**Trecho do texto**.
+++++

Lucas Eurilio – Gazeta do Cerrado
A prefeita de Palmas, Cinthia Ribeiro está sendo acusada pela Comunidade LGBTQIA+ de ser uma pessoa homofóbica após um áudio sobre frequentadores do Mujica Bar ser vazado na redes sociais.
“E agora eles estão questionando esse fechamento lá do tal do Mujica, é um bar que é só LGBT, mas aqueles guetos dos guetos dos guetos. Não é uma coisa sociável não, é baixo clero mesmo, uma coisa louca”, diz Cinthia em áudio.
Neste sábado, 22, o Coordenador Estadual da Aliança Nacional LGBTI, João Procópio, disse que uma perícia do áudio será solicitada.
“Nós enquanto coletivo, vamos solicitar uma perícia do áudio tanto particular como uma na polícia civil, para saber se foi manipulado”, disse à Gazeta.
A Aliança Nacional LGBTI encaminhou uma nota onde diz que a comunidade vem sendo seguida há muito tempo e chamou a atitude da prefeita de apartheid. (Confira a integra no final da matéria).
“A atitude da suposta mensagem atribuída deixa claro o apartheid promovido em nossa atual sociedade, segregando pessoas simplesmente por exercer seus direitos individuais, expressos na constituição”.
Ainda na noite de sexta-feira, por volta das 23h a Gazeta do Cerrado solicitou um posicionamento oficial da prefeita, e recebeu uma nota por parte da Secretaria de Comunicação (Secom).
Também neste sábado, a nota da prefeita foi atualizada e teve algumas alterações. (Veja a íntegra no final da matéria).
Apesar de Cinthia ter pedido desculpas através de uma nota enviada pela assessoria, alegando que a gravação é uma “montagem” e foi tirada do contexto, vários coletivos não estão nenhum pouco satisfeitos com as falas da gestora.
O assunto chegou a ser o primeiro mais comentando do Twitter no Brasil após a repercussão negativa das falas de Cinthia.
Criminalização da LGBTfobia
O Brasil é um dos países onde há o maior índice de violência e assassinatos de pessoas LGBTQIA+ e o primeiro no ranking mundial em mortes de Travestis e pessoas Transexuais.

+++++

**Conjunto de dados**.
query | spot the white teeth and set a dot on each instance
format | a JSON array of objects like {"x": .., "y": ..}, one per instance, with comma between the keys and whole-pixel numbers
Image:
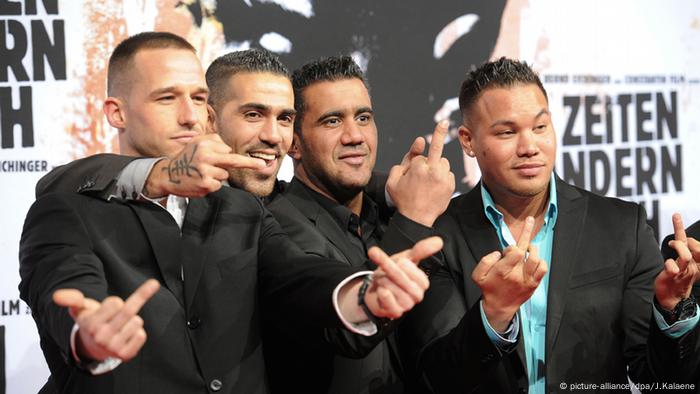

+++++

**Problema proposto A**.
Responda com base na reportagem sobre o áudio da prefeita de Palmas:
(i) Quem é o Coordenador Estadual da Aliança Nacional LGBTI?
(ii) Por volta de que horas da noite de sexta-feira a Gazeta do Cerrado solicitou um posicionamento oficial da prefeita?
(iii) Que posição o assunto alcançou entre os mais comentados do Twitter no Brasil?
**Problema proposto B**.
Reproduza fielmente o trecho da reportagem que vai de "Ainda na noite" até "falas de Cinthia.".

**Resultado do exercício A**.
(i) João Procópio.
(ii) Por volta das 23h.
(iii) O primeiro lugar.

**Resultado do exercício B**.
Ainda na noite de sexta-feira, por volta das 23h a Gazeta do Cerrado solicitou um posicionamento oficial da prefeita, e recebeu uma nota por parte da Secretaria de Comunicação (Secom).
Também neste sábado, a nota da prefeita foi atualizada e teve algumas alterações. (Veja a íntegra no final da matéria).
Apesar de Cinthia ter pedido desculpas através de uma nota enviada pela assessoria, alegando que a gravação é uma “montagem” e foi tirada do contexto, vários coletivos não estão nenhum pouco satisfeitos com as falas da gestora.
O assunto chegou a ser o primeiro mais comentando do Twitter no Brasil após a repercussão negativa das falas de Cinthia.